Written exercise 1 —
Say whether each statement below agrees with the court opinion excerpt, answering yes or no and quoting the deciding words of the excerpt. (a) Dr. Crown said his decision not to take part came from coercion. (b) The Government contested the testimony of the witness who replaced Dr. Crown. (c) The white powdery substance was concealed under the false bottoms of the caviar tins.
Written exercise 2 —
In the court opinion excerpt, change the part that opens with the words containing "We cannot agree" and closes with "evidentiary inquiry now.", putting "rehearing" in place of "remand".

Text excerpt —
*-*-*
It is difficult to believe that, in the words of Dioguardi, 428 F.2d at 1038, there is "an appreciable risk that prejudice resulted." Not only did defense counsel reject the proffer of a sample for testing, the facts demonstrate that considerable effort was spent to conceal the white powdery substance under the false bottoms of the caviar tins. It is difficult, if not wholly unrealistic, to imagine that such energies would have been exerted if the matter in question were not extremely valuable contraband. Under defendant's elaborate switching hypothesis, which involved the intricate substitution of deceptively similar wrapped tins and handwritten labels, any other possibility would be even more remote.
F. Alleged Government Interference with Expert Testimony
Given Bastanipour's claim that he had written the labels in Tehran, it was important for him to show the labels on the seized cans were not written by him. Defense counsel sought to obtain Dr. Crown as an expert witness to testify accordingly. To that end, as mentioned earlier, defense counsel, in January, 1981 secured the order relating to Dr. Crown's agreement with the CIA. Shortly thereafter Dr. Crown informed defense counsel concerning another qualified witness. When the defense contacted Dr. Crown in March, 1981, the doctor stated that he did not want to have any part in the proceedings, that his decision was made for personal reasons, not as the result of any coercion or intimidation.
After receiving this information, the trial judge indicated that he was willing to hear any testimony concerning Government interference with Dr. Crown's decision. The court's post-trial opinion reveals that a formal evidentiary hearing was not ordered because "defendant ... [was] vague as to what evidence might thereby be adduced," and had "made no offer of proof concerning the absent witnesses." The court also noted that Bastanipour was not prejudiced by the absence of Dr. Crown because he "was able to replace Dr. Crown's testimony by a qualified witness." The Government did not contest that witness' testimony.
We cannot agree with the defendant that the trial court's failure to grant an evidentiary hearing constituted reversible error or an abuse of discretion under the circumstances. Neither do we agree that there is any need for a remand for the purpose of an evidentiary inquiry now.
*-*-*
Information provided —

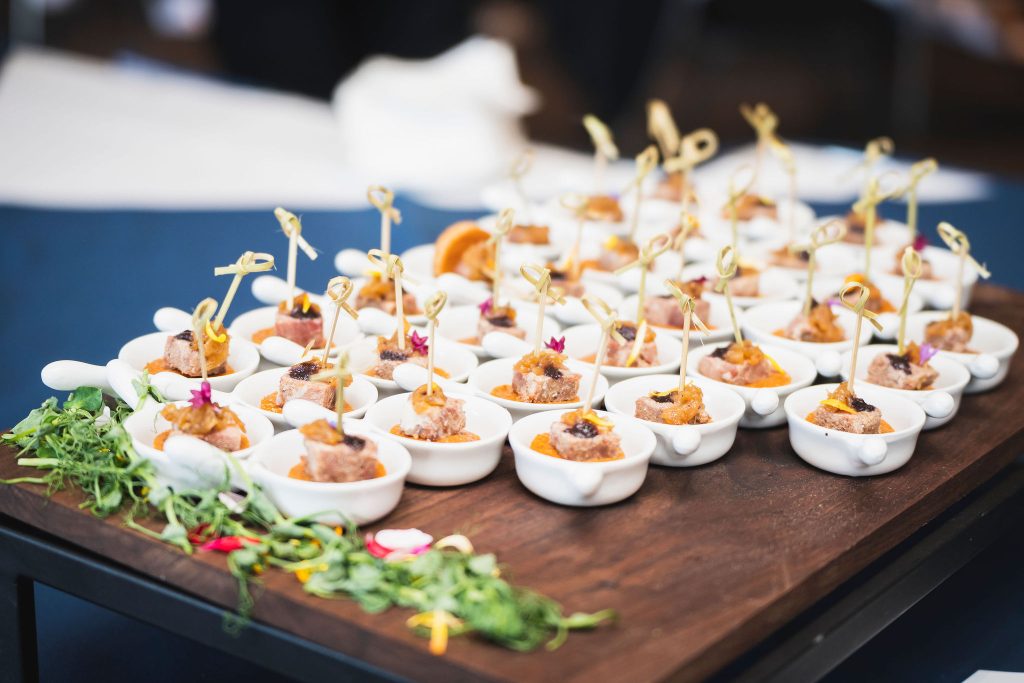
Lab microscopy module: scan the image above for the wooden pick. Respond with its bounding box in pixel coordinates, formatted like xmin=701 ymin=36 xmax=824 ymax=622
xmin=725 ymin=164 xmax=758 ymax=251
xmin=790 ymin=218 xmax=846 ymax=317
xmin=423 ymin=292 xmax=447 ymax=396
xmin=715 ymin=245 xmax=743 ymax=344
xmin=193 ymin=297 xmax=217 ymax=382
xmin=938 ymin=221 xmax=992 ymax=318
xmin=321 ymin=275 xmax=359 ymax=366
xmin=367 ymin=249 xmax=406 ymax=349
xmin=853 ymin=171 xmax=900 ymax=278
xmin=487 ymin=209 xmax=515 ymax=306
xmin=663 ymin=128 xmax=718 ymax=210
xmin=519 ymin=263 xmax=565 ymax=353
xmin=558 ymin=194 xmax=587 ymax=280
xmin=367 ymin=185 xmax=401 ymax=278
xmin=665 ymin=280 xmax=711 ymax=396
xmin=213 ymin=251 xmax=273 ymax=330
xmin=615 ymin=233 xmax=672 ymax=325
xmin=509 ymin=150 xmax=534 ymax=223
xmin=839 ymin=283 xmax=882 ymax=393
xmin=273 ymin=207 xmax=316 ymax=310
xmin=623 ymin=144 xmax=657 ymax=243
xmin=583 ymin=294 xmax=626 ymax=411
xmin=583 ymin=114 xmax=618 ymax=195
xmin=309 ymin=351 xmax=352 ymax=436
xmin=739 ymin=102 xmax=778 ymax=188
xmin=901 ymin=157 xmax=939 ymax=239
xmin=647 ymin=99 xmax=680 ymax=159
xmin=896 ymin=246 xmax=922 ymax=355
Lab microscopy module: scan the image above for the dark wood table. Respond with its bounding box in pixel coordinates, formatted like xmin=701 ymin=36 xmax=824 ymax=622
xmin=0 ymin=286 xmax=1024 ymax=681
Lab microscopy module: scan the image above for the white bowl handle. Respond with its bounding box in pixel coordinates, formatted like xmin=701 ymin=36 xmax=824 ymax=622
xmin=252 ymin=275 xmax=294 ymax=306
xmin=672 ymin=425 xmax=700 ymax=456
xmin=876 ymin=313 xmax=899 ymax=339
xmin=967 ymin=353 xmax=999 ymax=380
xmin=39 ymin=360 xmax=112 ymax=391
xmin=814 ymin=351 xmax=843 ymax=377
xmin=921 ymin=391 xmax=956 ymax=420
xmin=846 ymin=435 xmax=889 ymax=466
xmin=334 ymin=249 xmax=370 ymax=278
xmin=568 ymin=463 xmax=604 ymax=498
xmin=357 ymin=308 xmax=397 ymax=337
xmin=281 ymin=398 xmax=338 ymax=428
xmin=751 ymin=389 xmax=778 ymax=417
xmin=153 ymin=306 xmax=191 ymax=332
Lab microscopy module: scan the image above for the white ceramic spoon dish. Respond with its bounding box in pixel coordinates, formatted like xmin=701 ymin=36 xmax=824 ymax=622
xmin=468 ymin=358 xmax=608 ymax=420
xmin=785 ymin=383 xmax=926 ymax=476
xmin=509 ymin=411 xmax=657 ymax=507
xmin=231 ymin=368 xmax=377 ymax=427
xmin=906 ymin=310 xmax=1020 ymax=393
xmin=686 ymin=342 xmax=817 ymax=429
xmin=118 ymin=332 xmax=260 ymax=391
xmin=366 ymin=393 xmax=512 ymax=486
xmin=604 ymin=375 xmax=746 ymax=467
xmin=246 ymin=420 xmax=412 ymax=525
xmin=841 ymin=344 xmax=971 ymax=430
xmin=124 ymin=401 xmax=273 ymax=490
*-*-*
Complete response 1 —
(a) No: "his decision was made for personal reasons, not as the result of any coercion or intimidation."
(b) No: "The Government did not contest that witness' testimony."
(c) Yes: "considerable effort was spent to conceal the white powdery substance under the false bottoms of the caviar tins."

Complete response 2 —
We cannot agree with the defendant that the trial court's failure to grant an evidentiary hearing constituted reversible error or an abuse of discretion under the circumstances. Neither do we agree that there is any need for a rehearing for the purpose of an evidentiary inquiry now.